■ Task brief
Pick every line with "shown" from the material below.
[Records to use Boundary: Start]
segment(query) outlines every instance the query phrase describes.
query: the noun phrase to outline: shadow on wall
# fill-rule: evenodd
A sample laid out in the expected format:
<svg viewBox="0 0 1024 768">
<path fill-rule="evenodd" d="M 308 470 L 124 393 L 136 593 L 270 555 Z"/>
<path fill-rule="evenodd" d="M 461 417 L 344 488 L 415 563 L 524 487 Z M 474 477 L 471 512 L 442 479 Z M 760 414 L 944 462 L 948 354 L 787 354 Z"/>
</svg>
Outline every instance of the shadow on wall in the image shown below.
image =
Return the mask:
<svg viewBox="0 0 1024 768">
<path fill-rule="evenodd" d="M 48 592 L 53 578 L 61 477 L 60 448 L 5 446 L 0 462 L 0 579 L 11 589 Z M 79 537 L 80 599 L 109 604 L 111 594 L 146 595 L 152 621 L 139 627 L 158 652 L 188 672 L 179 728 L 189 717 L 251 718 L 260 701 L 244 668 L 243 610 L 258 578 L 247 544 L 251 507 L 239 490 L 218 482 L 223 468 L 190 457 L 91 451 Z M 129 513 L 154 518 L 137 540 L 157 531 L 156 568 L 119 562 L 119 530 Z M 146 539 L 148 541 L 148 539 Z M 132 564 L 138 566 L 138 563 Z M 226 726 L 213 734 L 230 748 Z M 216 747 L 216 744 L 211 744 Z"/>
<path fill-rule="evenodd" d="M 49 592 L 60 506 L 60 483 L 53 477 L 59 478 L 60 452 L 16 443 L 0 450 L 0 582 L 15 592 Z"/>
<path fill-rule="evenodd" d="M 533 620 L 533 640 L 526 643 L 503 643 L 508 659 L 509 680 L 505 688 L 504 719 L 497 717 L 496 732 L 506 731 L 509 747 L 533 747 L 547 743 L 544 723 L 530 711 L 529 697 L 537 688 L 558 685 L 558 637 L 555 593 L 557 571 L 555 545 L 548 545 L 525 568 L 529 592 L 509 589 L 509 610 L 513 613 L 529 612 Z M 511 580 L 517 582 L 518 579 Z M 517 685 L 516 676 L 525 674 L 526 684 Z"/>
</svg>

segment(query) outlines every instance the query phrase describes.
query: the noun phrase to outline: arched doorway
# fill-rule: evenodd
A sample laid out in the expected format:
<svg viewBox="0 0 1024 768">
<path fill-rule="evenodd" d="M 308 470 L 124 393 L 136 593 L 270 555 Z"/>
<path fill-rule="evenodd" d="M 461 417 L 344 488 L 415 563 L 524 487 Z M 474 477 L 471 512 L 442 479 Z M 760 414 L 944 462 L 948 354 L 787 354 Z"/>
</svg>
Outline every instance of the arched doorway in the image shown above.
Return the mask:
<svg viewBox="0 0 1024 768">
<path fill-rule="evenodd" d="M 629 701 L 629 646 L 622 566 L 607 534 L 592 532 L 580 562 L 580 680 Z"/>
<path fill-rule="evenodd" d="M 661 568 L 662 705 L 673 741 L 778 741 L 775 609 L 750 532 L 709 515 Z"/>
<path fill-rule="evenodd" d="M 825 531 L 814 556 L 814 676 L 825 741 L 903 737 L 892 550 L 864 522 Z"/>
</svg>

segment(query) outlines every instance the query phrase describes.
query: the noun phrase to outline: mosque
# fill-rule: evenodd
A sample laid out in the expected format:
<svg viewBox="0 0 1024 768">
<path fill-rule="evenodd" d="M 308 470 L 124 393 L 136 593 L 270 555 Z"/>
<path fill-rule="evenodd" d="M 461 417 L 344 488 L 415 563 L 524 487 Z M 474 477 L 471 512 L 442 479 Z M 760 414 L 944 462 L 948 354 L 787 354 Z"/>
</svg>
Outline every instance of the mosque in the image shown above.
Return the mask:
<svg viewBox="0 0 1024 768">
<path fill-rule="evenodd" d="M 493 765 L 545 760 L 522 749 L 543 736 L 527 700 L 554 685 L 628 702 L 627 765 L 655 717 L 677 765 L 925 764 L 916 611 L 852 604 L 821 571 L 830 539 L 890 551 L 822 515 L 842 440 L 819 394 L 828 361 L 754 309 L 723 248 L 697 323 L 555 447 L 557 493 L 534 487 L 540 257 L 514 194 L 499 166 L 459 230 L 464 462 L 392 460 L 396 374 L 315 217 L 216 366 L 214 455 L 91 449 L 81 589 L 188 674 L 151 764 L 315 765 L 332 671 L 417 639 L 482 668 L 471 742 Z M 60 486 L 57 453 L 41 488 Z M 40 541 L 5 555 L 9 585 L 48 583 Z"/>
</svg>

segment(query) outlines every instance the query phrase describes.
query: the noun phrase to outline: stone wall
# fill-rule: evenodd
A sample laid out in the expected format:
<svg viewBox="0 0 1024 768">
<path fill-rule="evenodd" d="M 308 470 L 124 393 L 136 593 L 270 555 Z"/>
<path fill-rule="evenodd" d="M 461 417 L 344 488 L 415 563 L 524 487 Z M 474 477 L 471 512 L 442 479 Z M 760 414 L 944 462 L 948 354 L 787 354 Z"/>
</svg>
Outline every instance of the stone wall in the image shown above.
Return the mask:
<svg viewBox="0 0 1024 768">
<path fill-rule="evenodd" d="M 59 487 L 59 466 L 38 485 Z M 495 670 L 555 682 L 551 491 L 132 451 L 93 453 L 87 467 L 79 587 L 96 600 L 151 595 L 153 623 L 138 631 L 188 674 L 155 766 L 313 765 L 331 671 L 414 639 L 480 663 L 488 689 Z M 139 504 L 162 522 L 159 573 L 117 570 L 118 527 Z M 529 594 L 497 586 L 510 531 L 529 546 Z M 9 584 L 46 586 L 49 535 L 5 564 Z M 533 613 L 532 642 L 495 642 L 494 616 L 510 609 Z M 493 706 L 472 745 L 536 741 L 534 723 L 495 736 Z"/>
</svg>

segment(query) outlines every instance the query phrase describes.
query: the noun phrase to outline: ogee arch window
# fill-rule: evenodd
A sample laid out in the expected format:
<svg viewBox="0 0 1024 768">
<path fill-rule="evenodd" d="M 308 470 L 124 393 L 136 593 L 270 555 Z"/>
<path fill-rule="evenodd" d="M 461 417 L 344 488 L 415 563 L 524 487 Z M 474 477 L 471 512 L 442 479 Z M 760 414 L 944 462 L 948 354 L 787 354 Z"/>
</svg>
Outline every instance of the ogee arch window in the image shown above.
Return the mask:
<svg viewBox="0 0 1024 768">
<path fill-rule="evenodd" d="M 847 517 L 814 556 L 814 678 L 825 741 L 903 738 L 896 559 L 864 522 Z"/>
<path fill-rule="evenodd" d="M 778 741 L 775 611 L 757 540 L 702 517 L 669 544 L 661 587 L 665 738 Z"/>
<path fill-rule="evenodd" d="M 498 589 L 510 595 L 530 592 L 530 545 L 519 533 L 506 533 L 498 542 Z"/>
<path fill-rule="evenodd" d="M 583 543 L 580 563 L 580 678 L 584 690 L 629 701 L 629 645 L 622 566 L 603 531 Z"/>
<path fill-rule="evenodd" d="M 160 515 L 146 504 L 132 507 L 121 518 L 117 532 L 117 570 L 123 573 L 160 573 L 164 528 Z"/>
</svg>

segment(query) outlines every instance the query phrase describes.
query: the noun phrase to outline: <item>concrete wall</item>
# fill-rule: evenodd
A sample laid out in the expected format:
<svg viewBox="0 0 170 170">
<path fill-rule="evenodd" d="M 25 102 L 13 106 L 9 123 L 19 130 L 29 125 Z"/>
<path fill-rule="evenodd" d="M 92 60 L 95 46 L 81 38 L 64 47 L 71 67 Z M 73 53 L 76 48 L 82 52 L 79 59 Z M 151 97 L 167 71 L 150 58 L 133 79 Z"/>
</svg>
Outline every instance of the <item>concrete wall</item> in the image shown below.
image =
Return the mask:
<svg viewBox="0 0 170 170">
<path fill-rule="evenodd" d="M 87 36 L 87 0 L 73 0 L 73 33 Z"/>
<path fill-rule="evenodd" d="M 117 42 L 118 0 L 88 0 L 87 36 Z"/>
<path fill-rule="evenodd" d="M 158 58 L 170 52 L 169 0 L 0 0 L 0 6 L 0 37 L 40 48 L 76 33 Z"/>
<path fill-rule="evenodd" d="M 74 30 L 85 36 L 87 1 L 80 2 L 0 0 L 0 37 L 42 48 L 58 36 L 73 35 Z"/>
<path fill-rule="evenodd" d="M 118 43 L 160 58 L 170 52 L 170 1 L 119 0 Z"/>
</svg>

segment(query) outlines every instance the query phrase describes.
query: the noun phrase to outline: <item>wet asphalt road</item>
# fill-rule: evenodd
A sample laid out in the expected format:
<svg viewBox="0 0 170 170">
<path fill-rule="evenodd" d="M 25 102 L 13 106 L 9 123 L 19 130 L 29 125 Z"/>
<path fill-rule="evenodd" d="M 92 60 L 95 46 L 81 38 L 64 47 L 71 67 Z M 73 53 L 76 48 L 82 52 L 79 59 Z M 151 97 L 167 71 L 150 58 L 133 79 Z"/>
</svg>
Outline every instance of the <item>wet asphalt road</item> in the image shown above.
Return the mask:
[Records to use Boundary: End]
■ Solution
Outline every instance of the shadow on wall in the image shown below.
Outline every instance of the arched doorway in the image shown above.
Outline every instance of the mosque in the image shown above.
Outline every instance of the stone wall in the image shown above.
Outline every instance of the ogee arch window in the image shown above.
Outline every instance of the <item>concrete wall</item> in the image shown below.
Outline every instance of the <item>wet asphalt road</item> in the image shown above.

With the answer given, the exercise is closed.